[AIM]: Gather every line of the listing below that contains the word "concrete".

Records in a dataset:

= = = = =

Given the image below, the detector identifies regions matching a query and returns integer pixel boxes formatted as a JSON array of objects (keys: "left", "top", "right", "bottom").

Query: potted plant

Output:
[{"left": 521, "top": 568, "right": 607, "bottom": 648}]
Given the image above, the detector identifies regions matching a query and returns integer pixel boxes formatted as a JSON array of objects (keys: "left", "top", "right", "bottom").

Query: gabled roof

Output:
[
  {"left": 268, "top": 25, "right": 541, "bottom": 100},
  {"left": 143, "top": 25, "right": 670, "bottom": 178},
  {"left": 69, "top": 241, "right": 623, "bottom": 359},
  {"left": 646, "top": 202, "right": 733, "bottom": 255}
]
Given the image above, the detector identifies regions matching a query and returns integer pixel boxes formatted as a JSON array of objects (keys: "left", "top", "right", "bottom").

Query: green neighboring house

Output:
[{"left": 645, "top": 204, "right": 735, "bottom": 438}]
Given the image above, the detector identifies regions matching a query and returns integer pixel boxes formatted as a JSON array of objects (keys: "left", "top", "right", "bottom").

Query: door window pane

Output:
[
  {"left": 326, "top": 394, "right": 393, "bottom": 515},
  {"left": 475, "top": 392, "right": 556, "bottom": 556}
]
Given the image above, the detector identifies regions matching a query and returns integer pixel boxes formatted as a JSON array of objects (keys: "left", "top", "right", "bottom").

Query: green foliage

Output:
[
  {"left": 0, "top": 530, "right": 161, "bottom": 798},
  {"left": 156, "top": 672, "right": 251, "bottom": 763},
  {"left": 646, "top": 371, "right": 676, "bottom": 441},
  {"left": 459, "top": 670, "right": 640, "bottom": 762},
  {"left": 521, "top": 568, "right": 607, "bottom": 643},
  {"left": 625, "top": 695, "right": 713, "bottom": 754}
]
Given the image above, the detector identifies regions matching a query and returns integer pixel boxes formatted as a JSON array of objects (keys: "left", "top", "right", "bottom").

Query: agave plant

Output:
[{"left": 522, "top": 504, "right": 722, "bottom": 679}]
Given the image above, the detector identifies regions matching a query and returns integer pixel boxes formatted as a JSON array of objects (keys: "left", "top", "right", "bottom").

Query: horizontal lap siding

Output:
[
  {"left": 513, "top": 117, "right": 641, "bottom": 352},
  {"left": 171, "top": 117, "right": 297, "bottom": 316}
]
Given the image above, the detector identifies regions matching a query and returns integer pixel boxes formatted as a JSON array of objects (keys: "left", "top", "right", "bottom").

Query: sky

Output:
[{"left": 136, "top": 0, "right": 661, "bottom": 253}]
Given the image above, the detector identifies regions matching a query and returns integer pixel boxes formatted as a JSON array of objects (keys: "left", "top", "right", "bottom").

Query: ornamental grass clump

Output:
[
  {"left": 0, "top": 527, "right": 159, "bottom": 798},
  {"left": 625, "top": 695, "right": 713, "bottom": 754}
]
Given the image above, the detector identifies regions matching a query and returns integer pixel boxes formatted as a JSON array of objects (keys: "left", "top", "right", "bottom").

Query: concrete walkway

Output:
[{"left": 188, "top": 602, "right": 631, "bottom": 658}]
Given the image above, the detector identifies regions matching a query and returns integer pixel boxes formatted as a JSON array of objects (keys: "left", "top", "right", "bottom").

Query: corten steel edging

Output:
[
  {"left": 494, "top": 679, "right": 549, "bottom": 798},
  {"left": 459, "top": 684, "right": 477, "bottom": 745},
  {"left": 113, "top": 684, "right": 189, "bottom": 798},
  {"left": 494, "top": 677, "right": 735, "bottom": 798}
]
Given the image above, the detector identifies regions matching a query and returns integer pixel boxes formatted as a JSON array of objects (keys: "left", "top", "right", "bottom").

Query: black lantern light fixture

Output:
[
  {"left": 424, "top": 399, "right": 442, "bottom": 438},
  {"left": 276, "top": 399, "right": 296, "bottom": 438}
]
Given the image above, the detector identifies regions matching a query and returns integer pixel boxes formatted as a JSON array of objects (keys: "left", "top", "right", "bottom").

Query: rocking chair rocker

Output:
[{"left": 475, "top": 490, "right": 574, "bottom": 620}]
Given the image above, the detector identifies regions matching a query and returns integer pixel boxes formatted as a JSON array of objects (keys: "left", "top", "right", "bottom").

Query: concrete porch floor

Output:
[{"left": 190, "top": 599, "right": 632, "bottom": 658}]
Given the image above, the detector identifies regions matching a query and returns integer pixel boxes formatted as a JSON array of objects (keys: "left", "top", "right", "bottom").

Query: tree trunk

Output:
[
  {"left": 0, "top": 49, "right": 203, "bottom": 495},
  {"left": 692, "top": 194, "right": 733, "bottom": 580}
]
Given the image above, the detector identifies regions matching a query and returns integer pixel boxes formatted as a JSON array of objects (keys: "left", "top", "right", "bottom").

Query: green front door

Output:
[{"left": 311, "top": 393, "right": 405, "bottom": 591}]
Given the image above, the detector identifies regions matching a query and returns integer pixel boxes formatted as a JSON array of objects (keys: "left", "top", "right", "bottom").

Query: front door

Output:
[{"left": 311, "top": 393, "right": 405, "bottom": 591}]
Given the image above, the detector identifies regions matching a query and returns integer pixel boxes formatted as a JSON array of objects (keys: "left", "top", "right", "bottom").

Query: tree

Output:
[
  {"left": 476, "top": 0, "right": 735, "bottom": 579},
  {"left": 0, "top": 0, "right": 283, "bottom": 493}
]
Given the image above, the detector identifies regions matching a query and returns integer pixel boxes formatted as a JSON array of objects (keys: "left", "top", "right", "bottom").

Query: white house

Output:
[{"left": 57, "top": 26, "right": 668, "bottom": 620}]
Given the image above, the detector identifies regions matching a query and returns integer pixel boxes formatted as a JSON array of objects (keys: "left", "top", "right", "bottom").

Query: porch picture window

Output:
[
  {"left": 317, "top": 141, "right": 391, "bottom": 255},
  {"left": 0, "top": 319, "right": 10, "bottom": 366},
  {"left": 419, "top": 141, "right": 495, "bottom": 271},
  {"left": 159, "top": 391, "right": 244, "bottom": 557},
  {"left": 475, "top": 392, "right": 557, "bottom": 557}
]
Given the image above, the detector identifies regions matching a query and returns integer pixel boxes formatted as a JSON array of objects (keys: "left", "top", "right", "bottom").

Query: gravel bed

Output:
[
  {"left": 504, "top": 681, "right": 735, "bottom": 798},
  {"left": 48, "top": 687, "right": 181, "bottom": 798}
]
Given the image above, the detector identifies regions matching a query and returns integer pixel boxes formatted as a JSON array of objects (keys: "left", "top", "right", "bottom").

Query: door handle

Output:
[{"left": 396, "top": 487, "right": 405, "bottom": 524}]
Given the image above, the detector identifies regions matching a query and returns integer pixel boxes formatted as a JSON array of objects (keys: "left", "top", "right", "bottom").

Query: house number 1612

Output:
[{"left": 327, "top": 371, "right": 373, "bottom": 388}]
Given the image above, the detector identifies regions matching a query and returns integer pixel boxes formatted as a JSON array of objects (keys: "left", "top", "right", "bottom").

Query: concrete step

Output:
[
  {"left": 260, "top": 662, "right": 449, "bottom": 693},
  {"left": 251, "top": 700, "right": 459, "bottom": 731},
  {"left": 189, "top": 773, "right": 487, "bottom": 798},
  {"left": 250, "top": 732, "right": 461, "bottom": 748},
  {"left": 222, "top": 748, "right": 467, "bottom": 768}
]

= = = = =

[SOLVED PROBLEM]:
Query: concrete walkway
Query: concrete porch floor
Query: concrete step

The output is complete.